Text section >>
Stars: Annabeth Gish, Jon Voight, JoBeth Williams, Ellen Barkin
Other Stars: Jay Underwood, Desiree Joseph, Dusty Balcerzak, Allen Garfield, Tressi Loria, Laura Rasmussen
Director: Eugene Corr

MPAA Rating: PG for (mature situations)
Run Time: 01h:48m:22s
Release Date: 2003-03-11
Genre: drama

Style
Grade
Substance
Grade
Image Transfer
Grade
Audio Transfer
Grade
Extras
Grade
B+ BB+A- D

 

DVD Review

"A girl who gets all wrapped up in herself makes a mighty small package." - Lily Chismore

Las Vegas in the early 1950s, not much more than a desert town with a few casinos, trailer parks and a nearby air force base. After years of moving around with her family, this is where thirteen-year-old Rosalie Chismore (Annabeth Gish) now lives with her parents and two younger sisters. While well meaning, her stepfather, who runs a local service station, is a man with problems. Unable to bear his own children and haunted by his war experience, Jack (Jon Voight) takes out his frustrations on his family with the help of the bottle. He is intensely interested in the goings on just north of the city, as the presence of engineers and army types is growing, nearly on a daily basis. Something big is happening in the desert, and with the war in Korea taking a turn for the worse due to the involvement of the Chinese, the American government needs a solid defense against the scourge of communism that poses a real and present danger.

[Records of labeled boxes]
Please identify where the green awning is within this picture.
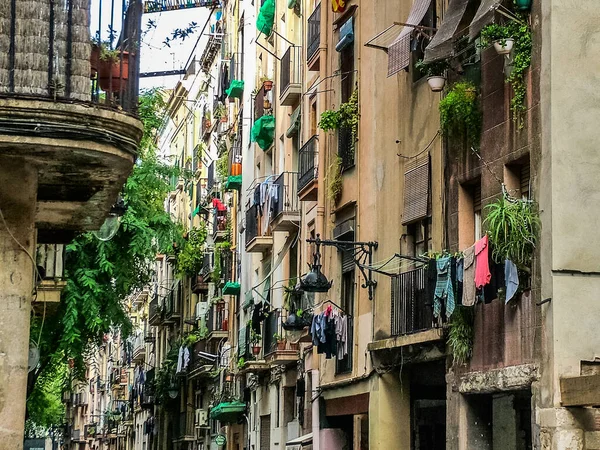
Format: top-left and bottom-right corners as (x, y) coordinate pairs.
(225, 175), (242, 191)
(285, 106), (301, 138)
(251, 116), (275, 150)
(256, 0), (275, 36)
(223, 281), (240, 295)
(210, 401), (246, 423)
(225, 80), (244, 98)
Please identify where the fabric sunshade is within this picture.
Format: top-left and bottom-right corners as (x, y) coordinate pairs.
(250, 116), (275, 150)
(256, 0), (275, 36)
(285, 106), (301, 138)
(469, 0), (502, 40)
(388, 0), (431, 77)
(423, 0), (469, 63)
(402, 155), (430, 225)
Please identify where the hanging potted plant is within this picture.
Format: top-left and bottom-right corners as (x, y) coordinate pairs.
(481, 23), (515, 55)
(96, 42), (129, 92)
(260, 76), (273, 92)
(415, 59), (450, 92)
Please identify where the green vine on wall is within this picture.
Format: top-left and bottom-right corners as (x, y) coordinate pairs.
(439, 81), (481, 148)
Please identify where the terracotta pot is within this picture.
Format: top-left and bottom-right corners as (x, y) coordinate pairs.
(427, 76), (446, 92)
(98, 52), (129, 92)
(231, 163), (242, 176)
(494, 39), (515, 55)
(263, 80), (273, 92)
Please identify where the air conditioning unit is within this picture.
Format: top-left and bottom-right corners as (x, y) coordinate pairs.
(196, 409), (208, 428)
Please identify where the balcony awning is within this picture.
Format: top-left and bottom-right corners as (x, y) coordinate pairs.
(225, 80), (244, 98)
(250, 116), (275, 150)
(423, 0), (469, 63)
(256, 0), (275, 36)
(285, 106), (301, 138)
(388, 0), (431, 77)
(469, 0), (502, 40)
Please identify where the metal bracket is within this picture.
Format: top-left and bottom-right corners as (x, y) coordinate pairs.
(306, 234), (379, 300)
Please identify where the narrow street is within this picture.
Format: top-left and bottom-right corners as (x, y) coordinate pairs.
(0, 0), (600, 450)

Exercise set >>
**a)** How would you render the sentence "A girl who gets all wrapped up in herself makes a mighty small package." from the DVD review in Spanish?
**b)** Can you give the stretch of the DVD review from "Stars: Annabeth Gish, Jon" through "for (mature situations)" again, swapping "PG" for "PG-13"?
**c)** Who are all the performers listed under "Other Stars" in the DVD review?

Expected outputs >>
**a)** Una chica que se envuelve toda en sí misma forma un paquete muy pequeño.

**b)**
Stars: Annabeth Gish, Jon Voight, JoBeth Williams, Ellen Barkin
Other Stars: Jay Underwood, Desiree Joseph, Dusty Balcerzak, Allen Garfield, Tressi Loria, Laura Rasmussen
Director: Eugene Corr

MPAA Rating: PG-13 for (mature situations)

**c)** Jay Underwood, Desiree Joseph, Dusty Balcerzak, Allen Garfield, Tressi Loria, Laura Rasmussen